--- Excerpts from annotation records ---

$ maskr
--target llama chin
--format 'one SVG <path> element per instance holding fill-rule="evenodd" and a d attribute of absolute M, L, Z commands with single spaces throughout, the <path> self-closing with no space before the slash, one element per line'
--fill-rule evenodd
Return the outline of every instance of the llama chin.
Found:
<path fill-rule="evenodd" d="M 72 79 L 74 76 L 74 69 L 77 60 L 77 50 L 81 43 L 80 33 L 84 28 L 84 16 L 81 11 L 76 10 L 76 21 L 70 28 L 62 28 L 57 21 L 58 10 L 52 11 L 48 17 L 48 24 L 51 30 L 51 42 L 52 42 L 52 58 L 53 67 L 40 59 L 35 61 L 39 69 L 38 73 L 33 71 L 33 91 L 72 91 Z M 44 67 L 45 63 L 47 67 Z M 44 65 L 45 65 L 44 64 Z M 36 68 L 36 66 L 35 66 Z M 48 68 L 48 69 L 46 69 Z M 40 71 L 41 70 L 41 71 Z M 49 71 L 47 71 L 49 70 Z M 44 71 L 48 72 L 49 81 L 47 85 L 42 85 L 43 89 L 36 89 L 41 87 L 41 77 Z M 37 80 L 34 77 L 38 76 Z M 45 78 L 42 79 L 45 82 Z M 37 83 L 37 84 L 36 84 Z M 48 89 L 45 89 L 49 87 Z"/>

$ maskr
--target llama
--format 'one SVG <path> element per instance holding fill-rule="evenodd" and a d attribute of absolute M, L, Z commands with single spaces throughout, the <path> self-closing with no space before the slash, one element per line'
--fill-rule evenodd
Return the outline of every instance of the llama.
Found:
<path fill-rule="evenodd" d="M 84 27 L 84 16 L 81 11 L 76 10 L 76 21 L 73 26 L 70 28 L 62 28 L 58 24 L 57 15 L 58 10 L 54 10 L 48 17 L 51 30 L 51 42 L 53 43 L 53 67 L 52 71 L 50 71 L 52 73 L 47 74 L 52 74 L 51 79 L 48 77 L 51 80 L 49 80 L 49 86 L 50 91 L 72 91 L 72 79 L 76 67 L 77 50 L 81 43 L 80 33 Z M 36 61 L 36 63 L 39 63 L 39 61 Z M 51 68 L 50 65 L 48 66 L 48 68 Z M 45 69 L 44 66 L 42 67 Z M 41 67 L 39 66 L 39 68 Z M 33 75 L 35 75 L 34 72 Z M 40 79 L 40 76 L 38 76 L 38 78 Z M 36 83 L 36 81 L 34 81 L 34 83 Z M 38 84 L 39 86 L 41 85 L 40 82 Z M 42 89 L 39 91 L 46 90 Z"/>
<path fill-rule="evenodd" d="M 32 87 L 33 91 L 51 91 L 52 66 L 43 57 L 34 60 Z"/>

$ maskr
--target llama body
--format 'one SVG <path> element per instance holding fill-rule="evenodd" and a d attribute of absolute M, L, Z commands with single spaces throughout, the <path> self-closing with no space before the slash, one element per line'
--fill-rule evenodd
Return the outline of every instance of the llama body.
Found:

--- Task prompt ---
Output the stretch of the data from its start through the line containing "72 79 L 74 76" as a JSON list of strings, one string per line, with blank lines omitted.

--- Output for this task ---
[
  "$ maskr",
  "--target llama chin",
  "--format 'one SVG <path> element per instance holding fill-rule=\"evenodd\" and a d attribute of absolute M, L, Z commands with single spaces throughout, the <path> self-closing with no space before the slash, one element per line'",
  "--fill-rule evenodd",
  "Return the outline of every instance of the llama chin.",
  "Found:",
  "<path fill-rule=\"evenodd\" d=\"M 72 79 L 74 76 L 74 69 L 77 60 L 77 50 L 81 43 L 80 33 L 84 28 L 84 16 L 81 11 L 76 10 L 76 21 L 70 28 L 62 28 L 57 21 L 58 10 L 52 11 L 48 17 L 48 24 L 51 30 L 51 42 L 52 42 L 52 58 L 53 67 L 40 59 L 35 61 L 39 69 L 38 73 L 33 71 L 33 91 L 72 91 Z M 44 67 L 45 63 L 47 67 Z M 44 65 L 45 65 L 44 64 Z M 36 68 L 36 66 L 35 66 Z M 48 68 L 48 69 L 46 69 Z M 40 71 L 41 70 L 41 71 Z M 49 71 L 47 71 L 49 70 Z M 44 71 L 48 72 L 49 81 L 47 85 L 42 85 L 43 89 L 36 89 L 41 87 L 41 77 Z M 37 80 L 34 77 L 38 76 Z M 45 78 L 42 79 L 45 82 Z M 37 83 L 37 84 L 36 84 Z M 48 89 L 45 89 L 49 87 Z\"/>"
]